PROBLEM TO SOLVE:
Your answer should consist of the lines in the following data that contain "with".

DATA:
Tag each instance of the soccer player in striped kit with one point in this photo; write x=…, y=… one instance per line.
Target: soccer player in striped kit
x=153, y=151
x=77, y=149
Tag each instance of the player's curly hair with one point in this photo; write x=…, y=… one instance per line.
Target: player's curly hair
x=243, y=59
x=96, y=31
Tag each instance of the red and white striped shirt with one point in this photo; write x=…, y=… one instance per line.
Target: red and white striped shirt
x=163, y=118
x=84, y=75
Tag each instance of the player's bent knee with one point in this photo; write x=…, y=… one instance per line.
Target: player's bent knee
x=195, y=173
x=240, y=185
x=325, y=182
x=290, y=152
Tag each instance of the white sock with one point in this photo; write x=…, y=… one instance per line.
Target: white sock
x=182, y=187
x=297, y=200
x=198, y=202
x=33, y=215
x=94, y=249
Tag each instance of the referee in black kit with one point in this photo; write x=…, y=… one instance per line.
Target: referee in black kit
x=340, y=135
---
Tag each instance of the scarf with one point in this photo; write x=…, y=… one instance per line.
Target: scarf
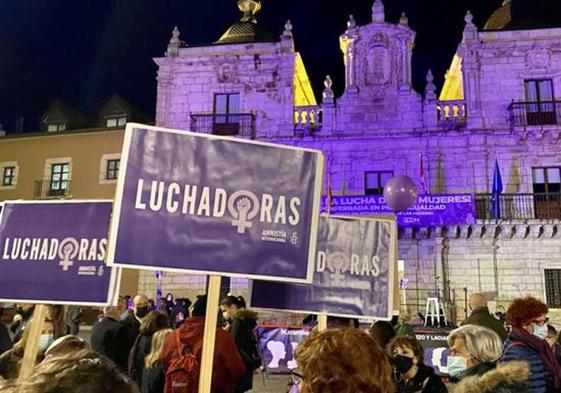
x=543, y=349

EXERCISE RESULT:
Tag each instance of the soccer player in striped kit with one point in this photo; write x=…, y=… one instance per line.
Tag each instance of the player's curly hair with one point in this photo; write x=…, y=… one instance per line.
Tag each instance of the red and white striped shirt with one point in this photo; write x=…, y=… one instance per line.
Tag each instance of the player's bent knee with one point in this photo; write x=…, y=… one instance per line.
Tag each instance of the white sock with one point in this photo; write x=…, y=… one instance per line.
Tag each instance of the referee in black kit with one point in this photo; write x=…, y=… one instance per line.
Tag each instance of the scarf with one point in this photo; write x=…, y=… one instance per line.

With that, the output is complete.